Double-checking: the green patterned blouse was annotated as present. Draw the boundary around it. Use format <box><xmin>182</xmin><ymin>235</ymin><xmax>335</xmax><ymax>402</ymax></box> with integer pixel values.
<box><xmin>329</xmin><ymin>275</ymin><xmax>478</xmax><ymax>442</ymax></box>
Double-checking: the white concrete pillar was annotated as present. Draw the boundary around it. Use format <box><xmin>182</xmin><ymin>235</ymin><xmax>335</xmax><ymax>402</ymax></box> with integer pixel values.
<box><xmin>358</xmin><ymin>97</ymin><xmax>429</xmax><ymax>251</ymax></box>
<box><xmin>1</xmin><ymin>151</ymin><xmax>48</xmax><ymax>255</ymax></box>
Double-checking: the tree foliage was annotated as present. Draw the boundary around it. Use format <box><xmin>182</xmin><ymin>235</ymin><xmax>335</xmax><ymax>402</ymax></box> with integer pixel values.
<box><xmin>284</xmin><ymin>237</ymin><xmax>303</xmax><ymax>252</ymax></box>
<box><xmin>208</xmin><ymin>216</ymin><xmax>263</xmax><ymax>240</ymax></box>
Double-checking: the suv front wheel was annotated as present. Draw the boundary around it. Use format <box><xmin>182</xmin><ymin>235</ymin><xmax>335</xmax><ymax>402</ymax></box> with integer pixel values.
===============
__STATED PROBLEM__:
Rewrite the records above, replacing each occurrence of "annotated" with "labeled" and leaving everything else unchanged.

__IN RESPONSE__:
Double-checking: the green patterned blouse was labeled as present. Draw the boundary around it. Use format <box><xmin>182</xmin><ymin>235</ymin><xmax>335</xmax><ymax>402</ymax></box> with integer pixel values.
<box><xmin>329</xmin><ymin>275</ymin><xmax>478</xmax><ymax>442</ymax></box>
Double-checking: the white concrete pillar was labeled as present. Draw the boundary around it. Use format <box><xmin>182</xmin><ymin>235</ymin><xmax>335</xmax><ymax>402</ymax></box> with integer pixel values.
<box><xmin>358</xmin><ymin>97</ymin><xmax>429</xmax><ymax>251</ymax></box>
<box><xmin>1</xmin><ymin>151</ymin><xmax>48</xmax><ymax>255</ymax></box>
Double-checking: the tree foliage was labeled as present. Draw the boundary around it. Use format <box><xmin>182</xmin><ymin>235</ymin><xmax>335</xmax><ymax>402</ymax></box> with integer pixel values.
<box><xmin>284</xmin><ymin>237</ymin><xmax>303</xmax><ymax>252</ymax></box>
<box><xmin>208</xmin><ymin>216</ymin><xmax>263</xmax><ymax>240</ymax></box>
Double-checking: the suv front wheel was labeled as present. Draw the boundary around it. Use format <box><xmin>182</xmin><ymin>235</ymin><xmax>335</xmax><ymax>402</ymax></box> with integer pixel values.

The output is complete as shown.